What the task asks: Swap "choppy water" for "rough water" in everything from the line with "[locate] swimming gull" down to the end of the records, and write those lines out again with nothing else changed. Leave the pictures out of your answer.

Start of Material for this exercise

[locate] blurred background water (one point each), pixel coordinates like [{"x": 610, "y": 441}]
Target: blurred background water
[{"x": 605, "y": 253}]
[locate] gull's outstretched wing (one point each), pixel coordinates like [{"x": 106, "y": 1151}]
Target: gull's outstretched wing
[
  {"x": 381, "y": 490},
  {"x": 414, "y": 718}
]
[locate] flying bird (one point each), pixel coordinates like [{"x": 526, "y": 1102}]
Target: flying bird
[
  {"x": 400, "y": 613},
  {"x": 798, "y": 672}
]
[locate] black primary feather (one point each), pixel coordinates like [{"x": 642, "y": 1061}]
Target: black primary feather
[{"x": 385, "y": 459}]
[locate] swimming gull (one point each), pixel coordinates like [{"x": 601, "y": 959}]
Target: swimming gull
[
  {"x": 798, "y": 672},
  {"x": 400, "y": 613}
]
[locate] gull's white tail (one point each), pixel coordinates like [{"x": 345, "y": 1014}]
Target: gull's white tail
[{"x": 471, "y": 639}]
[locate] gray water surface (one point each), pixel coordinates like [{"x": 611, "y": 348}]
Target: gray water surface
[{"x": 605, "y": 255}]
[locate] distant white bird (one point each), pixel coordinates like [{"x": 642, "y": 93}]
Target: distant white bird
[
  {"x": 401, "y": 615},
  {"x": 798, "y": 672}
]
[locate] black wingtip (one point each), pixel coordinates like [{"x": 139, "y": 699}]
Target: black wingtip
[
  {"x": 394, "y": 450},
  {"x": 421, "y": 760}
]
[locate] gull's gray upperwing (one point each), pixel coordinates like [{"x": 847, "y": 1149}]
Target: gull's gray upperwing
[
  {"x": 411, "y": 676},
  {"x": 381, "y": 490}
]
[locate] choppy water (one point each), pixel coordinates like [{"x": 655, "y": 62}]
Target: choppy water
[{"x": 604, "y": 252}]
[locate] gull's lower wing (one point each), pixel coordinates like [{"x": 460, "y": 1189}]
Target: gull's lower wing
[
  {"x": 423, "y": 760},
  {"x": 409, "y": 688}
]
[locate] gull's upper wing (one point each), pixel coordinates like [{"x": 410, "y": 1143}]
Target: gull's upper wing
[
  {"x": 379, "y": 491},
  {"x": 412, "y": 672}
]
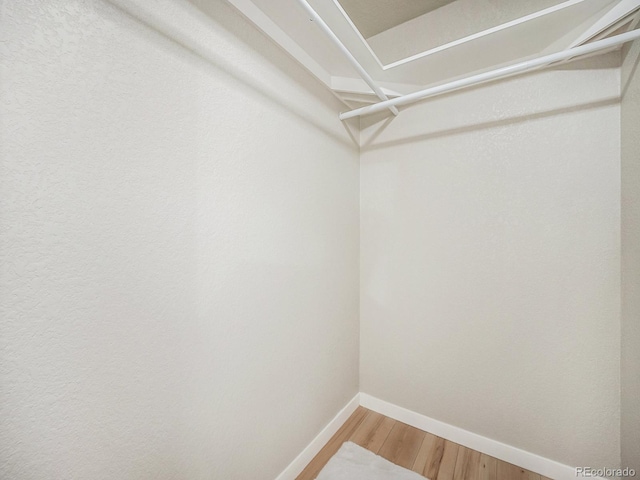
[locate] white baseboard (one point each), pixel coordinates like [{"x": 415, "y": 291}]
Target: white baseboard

End of Material for this exercise

The response:
[locate] swimming gull (one point each), pixel coordinates like [{"x": 601, "y": 959}]
Target: swimming gull
[
  {"x": 798, "y": 672},
  {"x": 400, "y": 613}
]
[locate] gull's white tail (one point each), pixel coordinates like [{"x": 345, "y": 1014}]
Target: gull's white tail
[{"x": 471, "y": 639}]
[locate] gray water surface (one point each), pixel coordinates like [{"x": 611, "y": 348}]
Target: gray water surface
[{"x": 605, "y": 255}]
[locate] distant white bird (one point each), pixel coordinates like [{"x": 642, "y": 93}]
Target: distant white bird
[
  {"x": 401, "y": 615},
  {"x": 798, "y": 672}
]
[locate] black wingtip (one point each), pixel coordinates like [{"x": 139, "y": 699}]
Target: black wingtip
[
  {"x": 394, "y": 450},
  {"x": 421, "y": 760}
]
[locate] gull's gray upperwing (one point each), pixel coordinates like [{"x": 847, "y": 1149}]
Target: gull's gray upperwing
[
  {"x": 411, "y": 676},
  {"x": 381, "y": 490}
]
[locate] rough water (one point each), pixel coordinates like [{"x": 655, "y": 62}]
Target: rough water
[{"x": 604, "y": 252}]
[locate] gull's lower wing (one point each), pixel coordinates like [{"x": 460, "y": 1189}]
Target: gull's lower wing
[
  {"x": 423, "y": 760},
  {"x": 409, "y": 688}
]
[locate] gull's upper wing (one point each), pixel coordinates like [{"x": 410, "y": 1143}]
Target: gull's upper wing
[
  {"x": 379, "y": 491},
  {"x": 412, "y": 672}
]
[locate] white baseboard (one point each), pixel coordinates like [{"x": 415, "y": 291}]
Target: white baseboard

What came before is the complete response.